> **The exercise**: Count the lines in the entries below that contain the string "side", treating uppercase and lowercase as distinct, and give only the number.

> **Data taken from a collection**:
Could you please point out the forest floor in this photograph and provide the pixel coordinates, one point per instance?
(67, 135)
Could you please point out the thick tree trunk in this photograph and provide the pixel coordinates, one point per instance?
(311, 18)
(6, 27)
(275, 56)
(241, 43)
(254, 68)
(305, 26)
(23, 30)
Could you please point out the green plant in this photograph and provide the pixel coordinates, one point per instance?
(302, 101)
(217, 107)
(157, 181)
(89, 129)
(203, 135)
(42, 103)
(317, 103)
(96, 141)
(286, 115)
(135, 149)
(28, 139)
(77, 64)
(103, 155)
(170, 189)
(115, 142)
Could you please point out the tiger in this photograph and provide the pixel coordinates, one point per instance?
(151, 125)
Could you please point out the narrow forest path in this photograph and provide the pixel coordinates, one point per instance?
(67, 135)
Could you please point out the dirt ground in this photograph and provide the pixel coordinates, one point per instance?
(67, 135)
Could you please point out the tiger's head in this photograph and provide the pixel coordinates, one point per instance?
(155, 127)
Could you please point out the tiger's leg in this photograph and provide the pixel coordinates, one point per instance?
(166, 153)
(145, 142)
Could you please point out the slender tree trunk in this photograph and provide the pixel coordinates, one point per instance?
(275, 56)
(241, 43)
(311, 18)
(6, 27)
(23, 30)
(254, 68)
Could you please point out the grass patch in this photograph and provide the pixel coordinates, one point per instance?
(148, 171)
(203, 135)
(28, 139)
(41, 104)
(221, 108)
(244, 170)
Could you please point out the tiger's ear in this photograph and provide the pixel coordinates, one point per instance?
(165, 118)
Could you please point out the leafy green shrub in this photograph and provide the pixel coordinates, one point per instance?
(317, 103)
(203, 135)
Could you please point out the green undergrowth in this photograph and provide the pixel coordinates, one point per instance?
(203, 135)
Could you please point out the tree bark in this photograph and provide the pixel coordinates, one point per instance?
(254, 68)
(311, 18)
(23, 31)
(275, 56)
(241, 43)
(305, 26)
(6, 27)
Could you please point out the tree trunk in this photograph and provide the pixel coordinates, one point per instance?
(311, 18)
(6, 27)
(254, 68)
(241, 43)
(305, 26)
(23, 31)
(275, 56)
---
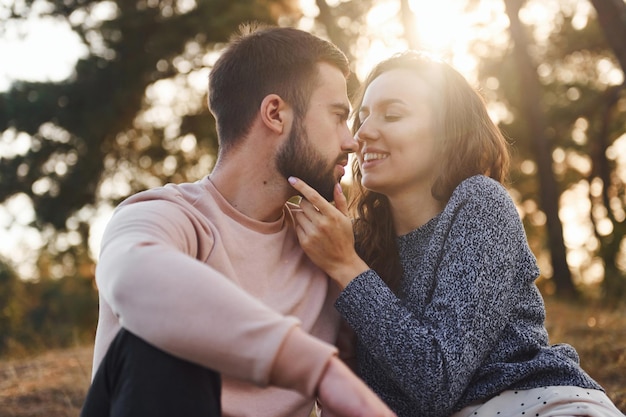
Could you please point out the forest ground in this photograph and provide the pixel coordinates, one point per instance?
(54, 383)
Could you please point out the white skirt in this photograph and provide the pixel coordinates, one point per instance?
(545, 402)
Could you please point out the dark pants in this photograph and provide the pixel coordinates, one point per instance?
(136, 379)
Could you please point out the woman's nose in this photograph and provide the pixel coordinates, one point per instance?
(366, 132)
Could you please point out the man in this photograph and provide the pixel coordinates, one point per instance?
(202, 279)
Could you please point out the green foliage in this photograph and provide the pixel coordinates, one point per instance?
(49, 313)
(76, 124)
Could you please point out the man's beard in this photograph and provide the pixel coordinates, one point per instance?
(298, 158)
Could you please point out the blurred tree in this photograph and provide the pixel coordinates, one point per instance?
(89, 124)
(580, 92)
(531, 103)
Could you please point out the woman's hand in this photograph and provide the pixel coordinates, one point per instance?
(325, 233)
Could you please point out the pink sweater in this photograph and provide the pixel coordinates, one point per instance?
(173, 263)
...
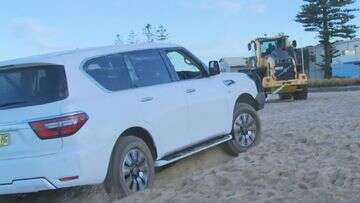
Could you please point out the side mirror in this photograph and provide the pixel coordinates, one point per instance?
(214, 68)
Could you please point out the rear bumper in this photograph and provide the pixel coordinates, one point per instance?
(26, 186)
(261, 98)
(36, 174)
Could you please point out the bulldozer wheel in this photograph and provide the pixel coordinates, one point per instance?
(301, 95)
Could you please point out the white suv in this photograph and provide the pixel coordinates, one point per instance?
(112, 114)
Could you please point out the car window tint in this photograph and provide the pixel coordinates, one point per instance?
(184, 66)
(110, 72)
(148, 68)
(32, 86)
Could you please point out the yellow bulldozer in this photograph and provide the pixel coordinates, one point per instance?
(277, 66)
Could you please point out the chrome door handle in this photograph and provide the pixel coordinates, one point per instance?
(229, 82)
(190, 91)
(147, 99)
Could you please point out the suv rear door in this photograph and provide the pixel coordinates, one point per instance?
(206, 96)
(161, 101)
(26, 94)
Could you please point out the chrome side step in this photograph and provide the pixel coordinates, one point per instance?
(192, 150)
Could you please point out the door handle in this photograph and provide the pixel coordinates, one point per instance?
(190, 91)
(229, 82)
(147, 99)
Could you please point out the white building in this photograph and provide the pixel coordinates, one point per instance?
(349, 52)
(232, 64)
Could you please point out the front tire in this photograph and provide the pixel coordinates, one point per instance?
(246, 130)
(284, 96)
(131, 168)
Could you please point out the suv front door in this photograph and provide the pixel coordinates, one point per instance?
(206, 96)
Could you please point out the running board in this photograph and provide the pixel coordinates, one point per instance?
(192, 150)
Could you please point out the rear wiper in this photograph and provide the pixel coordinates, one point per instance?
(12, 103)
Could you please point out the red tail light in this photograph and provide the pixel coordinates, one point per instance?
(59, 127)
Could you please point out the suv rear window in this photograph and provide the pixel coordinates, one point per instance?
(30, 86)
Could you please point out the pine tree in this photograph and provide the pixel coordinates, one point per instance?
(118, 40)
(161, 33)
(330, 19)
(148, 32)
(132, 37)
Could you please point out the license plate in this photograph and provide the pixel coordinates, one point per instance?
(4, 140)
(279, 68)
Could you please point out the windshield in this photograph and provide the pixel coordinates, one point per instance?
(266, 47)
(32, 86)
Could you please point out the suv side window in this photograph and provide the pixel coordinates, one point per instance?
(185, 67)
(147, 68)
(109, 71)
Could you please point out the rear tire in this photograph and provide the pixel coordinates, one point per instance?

> **Exercise result**: 3